■ **AIM**
Pick out every line in the records below that contains the string "radiator", matching case exactly.

— Begin —

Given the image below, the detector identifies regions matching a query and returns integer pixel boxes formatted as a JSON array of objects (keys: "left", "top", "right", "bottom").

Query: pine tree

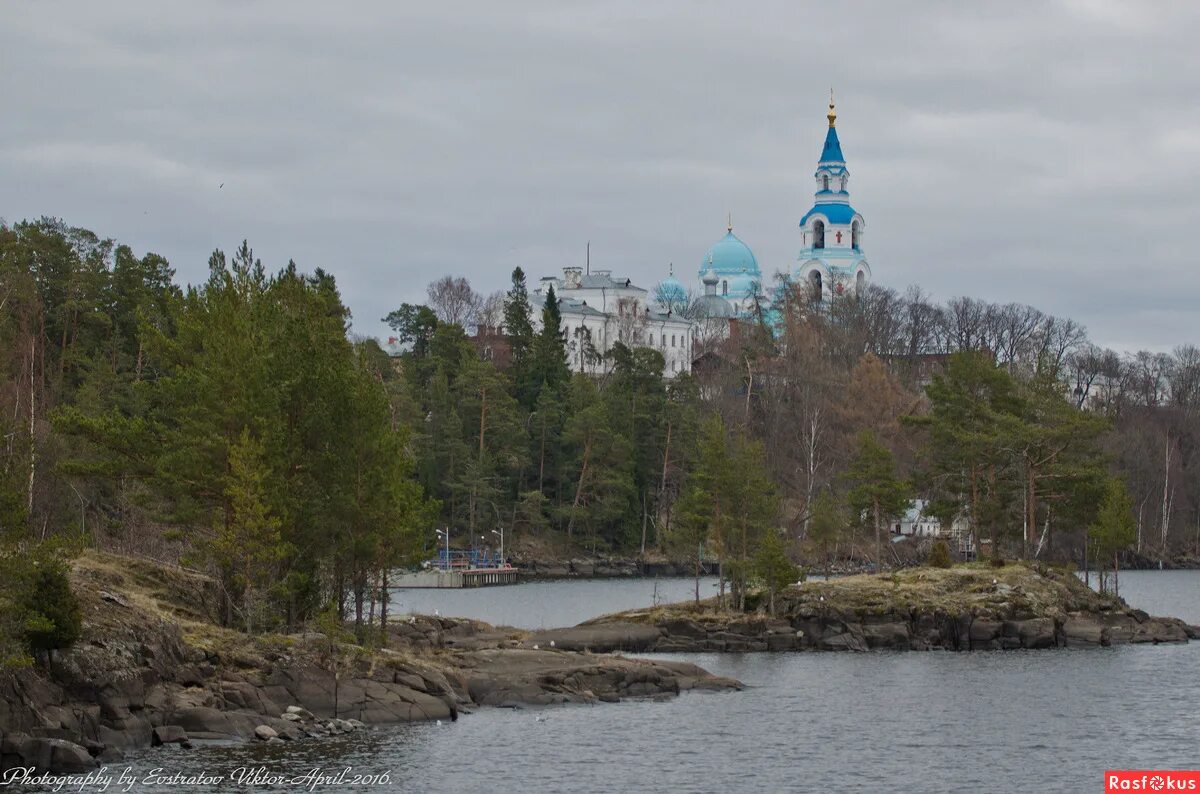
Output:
[
  {"left": 754, "top": 530, "right": 800, "bottom": 614},
  {"left": 1087, "top": 477, "right": 1138, "bottom": 595},
  {"left": 526, "top": 285, "right": 571, "bottom": 404},
  {"left": 210, "top": 428, "right": 284, "bottom": 632},
  {"left": 846, "top": 431, "right": 912, "bottom": 571},
  {"left": 504, "top": 267, "right": 538, "bottom": 410}
]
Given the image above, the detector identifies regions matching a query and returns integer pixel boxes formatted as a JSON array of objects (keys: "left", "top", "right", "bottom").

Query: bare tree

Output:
[
  {"left": 425, "top": 276, "right": 484, "bottom": 329},
  {"left": 475, "top": 289, "right": 505, "bottom": 331}
]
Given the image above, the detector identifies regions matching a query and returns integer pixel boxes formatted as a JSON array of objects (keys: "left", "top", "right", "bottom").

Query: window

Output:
[{"left": 809, "top": 270, "right": 824, "bottom": 301}]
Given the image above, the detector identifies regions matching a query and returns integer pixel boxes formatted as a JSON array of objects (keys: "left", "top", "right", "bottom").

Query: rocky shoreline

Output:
[
  {"left": 0, "top": 554, "right": 740, "bottom": 774},
  {"left": 535, "top": 565, "right": 1200, "bottom": 652}
]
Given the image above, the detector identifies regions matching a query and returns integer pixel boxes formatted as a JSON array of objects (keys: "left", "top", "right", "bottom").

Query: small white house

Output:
[{"left": 892, "top": 499, "right": 974, "bottom": 557}]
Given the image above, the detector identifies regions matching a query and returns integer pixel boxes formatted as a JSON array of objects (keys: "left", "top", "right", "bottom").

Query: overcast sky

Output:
[{"left": 0, "top": 0, "right": 1200, "bottom": 349}]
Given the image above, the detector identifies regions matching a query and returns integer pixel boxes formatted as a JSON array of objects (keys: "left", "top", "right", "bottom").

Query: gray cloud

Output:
[{"left": 0, "top": 0, "right": 1200, "bottom": 348}]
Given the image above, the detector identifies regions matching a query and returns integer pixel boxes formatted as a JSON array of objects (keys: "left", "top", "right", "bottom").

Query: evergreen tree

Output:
[
  {"left": 754, "top": 530, "right": 802, "bottom": 614},
  {"left": 526, "top": 285, "right": 571, "bottom": 404},
  {"left": 504, "top": 267, "right": 538, "bottom": 410},
  {"left": 1087, "top": 477, "right": 1138, "bottom": 595},
  {"left": 846, "top": 431, "right": 912, "bottom": 571}
]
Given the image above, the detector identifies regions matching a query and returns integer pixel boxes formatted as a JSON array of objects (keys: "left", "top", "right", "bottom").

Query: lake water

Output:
[{"left": 58, "top": 571, "right": 1200, "bottom": 793}]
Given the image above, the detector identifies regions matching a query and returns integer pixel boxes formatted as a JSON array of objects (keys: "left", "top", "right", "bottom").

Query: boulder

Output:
[
  {"left": 150, "top": 726, "right": 191, "bottom": 747},
  {"left": 524, "top": 622, "right": 662, "bottom": 654},
  {"left": 967, "top": 618, "right": 1003, "bottom": 650},
  {"left": 863, "top": 622, "right": 910, "bottom": 650},
  {"left": 658, "top": 618, "right": 708, "bottom": 639},
  {"left": 174, "top": 705, "right": 246, "bottom": 739},
  {"left": 1062, "top": 614, "right": 1108, "bottom": 648},
  {"left": 1004, "top": 618, "right": 1058, "bottom": 649},
  {"left": 7, "top": 736, "right": 100, "bottom": 775}
]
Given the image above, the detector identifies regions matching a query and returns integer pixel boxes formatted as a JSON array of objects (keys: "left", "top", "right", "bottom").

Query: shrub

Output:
[
  {"left": 24, "top": 559, "right": 83, "bottom": 654},
  {"left": 929, "top": 541, "right": 954, "bottom": 569}
]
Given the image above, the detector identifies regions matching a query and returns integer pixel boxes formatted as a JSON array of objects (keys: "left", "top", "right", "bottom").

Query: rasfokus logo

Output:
[{"left": 1104, "top": 769, "right": 1200, "bottom": 794}]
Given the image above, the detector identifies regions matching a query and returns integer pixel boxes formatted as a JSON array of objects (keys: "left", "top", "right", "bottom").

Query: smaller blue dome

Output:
[
  {"left": 654, "top": 267, "right": 688, "bottom": 306},
  {"left": 800, "top": 203, "right": 858, "bottom": 225},
  {"left": 700, "top": 229, "right": 760, "bottom": 276}
]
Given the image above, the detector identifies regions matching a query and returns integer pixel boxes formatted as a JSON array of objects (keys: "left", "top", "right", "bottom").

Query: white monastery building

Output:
[{"left": 530, "top": 94, "right": 871, "bottom": 378}]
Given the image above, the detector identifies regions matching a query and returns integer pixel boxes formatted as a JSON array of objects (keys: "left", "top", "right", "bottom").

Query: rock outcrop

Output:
[
  {"left": 0, "top": 554, "right": 738, "bottom": 772},
  {"left": 576, "top": 565, "right": 1200, "bottom": 652}
]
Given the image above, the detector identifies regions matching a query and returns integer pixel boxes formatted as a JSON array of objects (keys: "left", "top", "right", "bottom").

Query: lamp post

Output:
[
  {"left": 492, "top": 524, "right": 508, "bottom": 567},
  {"left": 433, "top": 527, "right": 450, "bottom": 571}
]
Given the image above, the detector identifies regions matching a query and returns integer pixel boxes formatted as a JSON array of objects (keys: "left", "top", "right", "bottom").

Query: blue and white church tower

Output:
[{"left": 796, "top": 91, "right": 871, "bottom": 301}]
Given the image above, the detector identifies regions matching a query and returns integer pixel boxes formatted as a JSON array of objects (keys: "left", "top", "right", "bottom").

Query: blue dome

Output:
[
  {"left": 800, "top": 204, "right": 858, "bottom": 225},
  {"left": 821, "top": 124, "right": 846, "bottom": 163},
  {"left": 700, "top": 229, "right": 760, "bottom": 281},
  {"left": 654, "top": 275, "right": 688, "bottom": 306}
]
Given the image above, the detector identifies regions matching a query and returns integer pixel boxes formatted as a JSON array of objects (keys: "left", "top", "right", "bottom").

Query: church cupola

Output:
[{"left": 798, "top": 90, "right": 871, "bottom": 300}]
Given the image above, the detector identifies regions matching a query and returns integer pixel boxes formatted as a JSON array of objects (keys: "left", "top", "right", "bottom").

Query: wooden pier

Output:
[{"left": 390, "top": 567, "right": 517, "bottom": 589}]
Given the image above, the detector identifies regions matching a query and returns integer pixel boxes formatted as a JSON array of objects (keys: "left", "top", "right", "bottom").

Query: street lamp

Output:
[
  {"left": 492, "top": 524, "right": 508, "bottom": 567},
  {"left": 433, "top": 527, "right": 450, "bottom": 571}
]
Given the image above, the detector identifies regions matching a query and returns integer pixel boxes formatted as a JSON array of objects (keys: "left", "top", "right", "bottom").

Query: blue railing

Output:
[{"left": 438, "top": 548, "right": 506, "bottom": 571}]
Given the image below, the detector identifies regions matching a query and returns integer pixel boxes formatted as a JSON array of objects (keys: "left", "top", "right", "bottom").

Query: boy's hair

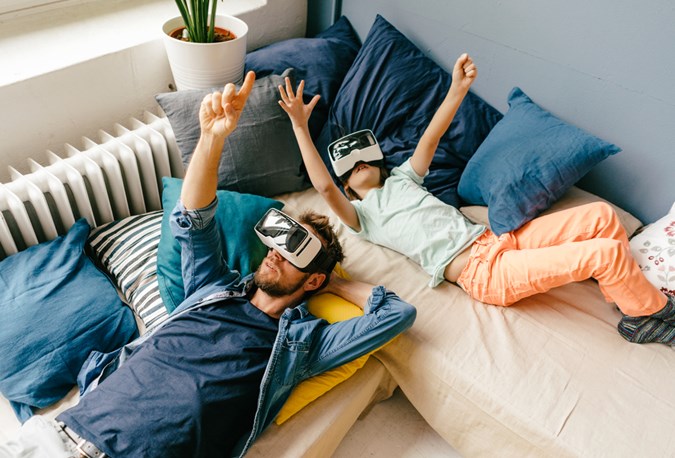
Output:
[
  {"left": 340, "top": 164, "right": 389, "bottom": 200},
  {"left": 298, "top": 210, "right": 345, "bottom": 291}
]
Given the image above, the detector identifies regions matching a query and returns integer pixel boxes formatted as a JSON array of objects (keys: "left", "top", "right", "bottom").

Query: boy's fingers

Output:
[{"left": 278, "top": 100, "right": 288, "bottom": 113}]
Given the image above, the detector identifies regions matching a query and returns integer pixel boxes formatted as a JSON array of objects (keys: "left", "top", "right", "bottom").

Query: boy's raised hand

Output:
[
  {"left": 452, "top": 53, "right": 478, "bottom": 92},
  {"left": 199, "top": 72, "right": 255, "bottom": 138},
  {"left": 279, "top": 77, "right": 321, "bottom": 127}
]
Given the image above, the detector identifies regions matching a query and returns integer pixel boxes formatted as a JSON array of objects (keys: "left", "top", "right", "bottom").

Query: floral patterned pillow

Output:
[{"left": 630, "top": 204, "right": 675, "bottom": 295}]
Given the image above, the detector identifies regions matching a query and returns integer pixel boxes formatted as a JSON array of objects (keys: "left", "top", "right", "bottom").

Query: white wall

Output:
[
  {"left": 0, "top": 0, "right": 307, "bottom": 182},
  {"left": 342, "top": 0, "right": 675, "bottom": 222}
]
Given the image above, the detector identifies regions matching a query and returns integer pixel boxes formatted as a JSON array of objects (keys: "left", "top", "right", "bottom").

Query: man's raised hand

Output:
[{"left": 199, "top": 72, "right": 255, "bottom": 138}]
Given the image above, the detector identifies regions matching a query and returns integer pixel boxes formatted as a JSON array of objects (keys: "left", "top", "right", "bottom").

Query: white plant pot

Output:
[{"left": 162, "top": 15, "right": 248, "bottom": 90}]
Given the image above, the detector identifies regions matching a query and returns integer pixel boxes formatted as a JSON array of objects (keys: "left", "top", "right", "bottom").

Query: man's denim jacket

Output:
[{"left": 78, "top": 200, "right": 416, "bottom": 456}]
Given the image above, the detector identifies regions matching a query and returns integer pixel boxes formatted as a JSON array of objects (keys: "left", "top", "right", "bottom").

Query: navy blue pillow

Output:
[
  {"left": 0, "top": 219, "right": 138, "bottom": 421},
  {"left": 246, "top": 16, "right": 361, "bottom": 140},
  {"left": 459, "top": 87, "right": 621, "bottom": 235},
  {"left": 317, "top": 15, "right": 501, "bottom": 206}
]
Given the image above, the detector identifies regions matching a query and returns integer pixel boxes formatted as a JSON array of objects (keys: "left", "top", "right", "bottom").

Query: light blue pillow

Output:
[
  {"left": 157, "top": 177, "right": 284, "bottom": 313},
  {"left": 458, "top": 87, "right": 621, "bottom": 235},
  {"left": 0, "top": 219, "right": 138, "bottom": 421}
]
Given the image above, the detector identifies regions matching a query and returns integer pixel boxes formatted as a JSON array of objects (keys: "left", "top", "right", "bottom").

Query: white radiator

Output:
[{"left": 0, "top": 112, "right": 183, "bottom": 259}]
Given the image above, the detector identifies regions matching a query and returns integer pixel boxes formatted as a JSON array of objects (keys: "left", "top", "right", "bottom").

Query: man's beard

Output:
[{"left": 253, "top": 268, "right": 310, "bottom": 297}]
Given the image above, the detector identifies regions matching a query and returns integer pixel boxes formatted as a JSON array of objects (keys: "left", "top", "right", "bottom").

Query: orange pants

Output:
[{"left": 457, "top": 202, "right": 667, "bottom": 316}]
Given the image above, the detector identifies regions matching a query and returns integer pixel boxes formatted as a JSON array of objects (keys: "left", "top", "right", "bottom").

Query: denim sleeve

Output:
[
  {"left": 170, "top": 198, "right": 238, "bottom": 298},
  {"left": 306, "top": 286, "right": 417, "bottom": 377}
]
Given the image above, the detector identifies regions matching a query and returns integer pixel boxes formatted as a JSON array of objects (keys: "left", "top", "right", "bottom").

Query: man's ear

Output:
[{"left": 304, "top": 272, "right": 326, "bottom": 291}]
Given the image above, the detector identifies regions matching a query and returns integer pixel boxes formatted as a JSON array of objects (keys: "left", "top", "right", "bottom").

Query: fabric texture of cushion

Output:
[
  {"left": 89, "top": 210, "right": 169, "bottom": 331},
  {"left": 246, "top": 16, "right": 361, "bottom": 140},
  {"left": 0, "top": 219, "right": 138, "bottom": 421},
  {"left": 157, "top": 177, "right": 283, "bottom": 313},
  {"left": 630, "top": 204, "right": 675, "bottom": 295},
  {"left": 274, "top": 265, "right": 373, "bottom": 425},
  {"left": 317, "top": 15, "right": 501, "bottom": 207},
  {"left": 459, "top": 87, "right": 621, "bottom": 235},
  {"left": 156, "top": 69, "right": 310, "bottom": 196}
]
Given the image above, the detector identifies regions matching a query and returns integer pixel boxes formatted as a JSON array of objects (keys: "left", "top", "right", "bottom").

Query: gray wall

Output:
[{"left": 324, "top": 0, "right": 675, "bottom": 223}]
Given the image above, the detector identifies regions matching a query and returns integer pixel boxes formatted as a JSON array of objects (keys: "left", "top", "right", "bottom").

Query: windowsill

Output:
[{"left": 0, "top": 0, "right": 266, "bottom": 87}]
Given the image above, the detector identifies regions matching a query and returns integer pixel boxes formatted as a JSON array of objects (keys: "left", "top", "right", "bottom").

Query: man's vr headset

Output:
[
  {"left": 328, "top": 129, "right": 384, "bottom": 180},
  {"left": 255, "top": 208, "right": 335, "bottom": 274}
]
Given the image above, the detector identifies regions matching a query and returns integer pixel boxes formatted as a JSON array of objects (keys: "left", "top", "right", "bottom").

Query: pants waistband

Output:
[{"left": 56, "top": 421, "right": 108, "bottom": 458}]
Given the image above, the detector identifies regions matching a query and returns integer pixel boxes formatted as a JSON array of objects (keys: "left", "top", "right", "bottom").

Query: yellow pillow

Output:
[{"left": 274, "top": 265, "right": 372, "bottom": 425}]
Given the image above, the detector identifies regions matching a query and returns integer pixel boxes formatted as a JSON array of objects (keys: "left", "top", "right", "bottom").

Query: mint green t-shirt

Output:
[{"left": 350, "top": 160, "right": 486, "bottom": 287}]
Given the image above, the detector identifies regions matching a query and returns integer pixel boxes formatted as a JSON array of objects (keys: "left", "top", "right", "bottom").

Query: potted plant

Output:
[{"left": 162, "top": 0, "right": 248, "bottom": 90}]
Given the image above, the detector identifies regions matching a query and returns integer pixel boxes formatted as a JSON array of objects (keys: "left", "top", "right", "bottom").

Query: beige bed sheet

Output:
[{"left": 283, "top": 189, "right": 675, "bottom": 457}]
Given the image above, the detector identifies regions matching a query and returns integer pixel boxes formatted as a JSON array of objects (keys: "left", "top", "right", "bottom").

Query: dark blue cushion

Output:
[
  {"left": 459, "top": 87, "right": 621, "bottom": 235},
  {"left": 0, "top": 219, "right": 138, "bottom": 421},
  {"left": 317, "top": 15, "right": 501, "bottom": 206},
  {"left": 157, "top": 177, "right": 283, "bottom": 313},
  {"left": 246, "top": 16, "right": 361, "bottom": 140}
]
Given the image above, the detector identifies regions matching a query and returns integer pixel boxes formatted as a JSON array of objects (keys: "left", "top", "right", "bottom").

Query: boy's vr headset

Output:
[
  {"left": 328, "top": 129, "right": 384, "bottom": 180},
  {"left": 255, "top": 208, "right": 335, "bottom": 274}
]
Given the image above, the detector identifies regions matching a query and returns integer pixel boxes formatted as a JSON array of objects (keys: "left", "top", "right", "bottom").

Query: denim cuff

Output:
[{"left": 173, "top": 197, "right": 218, "bottom": 230}]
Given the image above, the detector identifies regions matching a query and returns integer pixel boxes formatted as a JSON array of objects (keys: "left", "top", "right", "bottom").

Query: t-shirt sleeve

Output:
[{"left": 391, "top": 158, "right": 429, "bottom": 186}]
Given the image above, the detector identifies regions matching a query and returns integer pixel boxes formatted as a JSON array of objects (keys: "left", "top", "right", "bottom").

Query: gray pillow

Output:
[{"left": 155, "top": 68, "right": 310, "bottom": 196}]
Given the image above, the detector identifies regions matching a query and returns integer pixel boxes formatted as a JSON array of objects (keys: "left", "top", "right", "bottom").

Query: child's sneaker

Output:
[
  {"left": 617, "top": 314, "right": 675, "bottom": 345},
  {"left": 651, "top": 295, "right": 675, "bottom": 326}
]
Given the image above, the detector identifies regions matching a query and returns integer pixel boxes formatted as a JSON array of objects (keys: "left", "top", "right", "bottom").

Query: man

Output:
[{"left": 0, "top": 72, "right": 415, "bottom": 458}]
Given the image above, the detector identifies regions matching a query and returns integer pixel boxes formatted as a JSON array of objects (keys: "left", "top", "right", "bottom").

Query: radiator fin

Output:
[{"left": 0, "top": 112, "right": 184, "bottom": 259}]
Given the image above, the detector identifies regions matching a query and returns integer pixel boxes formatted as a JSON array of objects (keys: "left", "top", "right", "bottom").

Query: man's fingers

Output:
[
  {"left": 237, "top": 71, "right": 255, "bottom": 101},
  {"left": 211, "top": 92, "right": 223, "bottom": 116},
  {"left": 279, "top": 84, "right": 290, "bottom": 104},
  {"left": 286, "top": 76, "right": 295, "bottom": 100},
  {"left": 223, "top": 103, "right": 237, "bottom": 119},
  {"left": 307, "top": 94, "right": 321, "bottom": 110}
]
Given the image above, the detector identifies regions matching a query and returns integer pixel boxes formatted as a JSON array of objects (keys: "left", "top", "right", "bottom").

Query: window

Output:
[{"left": 0, "top": 0, "right": 95, "bottom": 14}]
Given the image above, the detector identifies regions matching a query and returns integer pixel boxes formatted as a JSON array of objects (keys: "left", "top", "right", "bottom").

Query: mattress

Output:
[{"left": 285, "top": 189, "right": 675, "bottom": 457}]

— End —

■ **EXERCISE RESULT**
Query: white radiator
Query: radiator fin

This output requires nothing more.